#### ENTRIES ####
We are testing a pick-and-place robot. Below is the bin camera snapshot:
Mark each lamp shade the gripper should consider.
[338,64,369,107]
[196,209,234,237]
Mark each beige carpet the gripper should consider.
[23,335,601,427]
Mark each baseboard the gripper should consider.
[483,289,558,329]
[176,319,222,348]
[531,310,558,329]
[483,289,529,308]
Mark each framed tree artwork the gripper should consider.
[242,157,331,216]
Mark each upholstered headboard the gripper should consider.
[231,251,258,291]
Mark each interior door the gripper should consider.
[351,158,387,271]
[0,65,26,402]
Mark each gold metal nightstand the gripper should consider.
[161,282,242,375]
####
Reproduce all the rows above with each occurrence of "gripper" changed to "robot arm", keeping everything else the same.

We are testing a pick-and-place robot. Below is the bin camera snapshot:
Mark each lamp shade the robot arm should consider.
[338,64,369,107]
[196,209,234,237]
Mark each beige carpet the robot arm should consider.
[23,335,601,427]
Mark each baseboard the robot arm should consider.
[483,289,558,329]
[176,319,222,348]
[531,310,558,329]
[483,289,529,308]
Mark each framed tree artwork the robot arm should consider.
[242,157,331,216]
Mark each upholstered headboard the robot arm should consider.
[231,251,258,291]
Mark each interior door the robot arm should consider.
[351,158,387,271]
[0,65,26,402]
Mark each gold metal nightstand the robot arm should consider.
[161,282,242,375]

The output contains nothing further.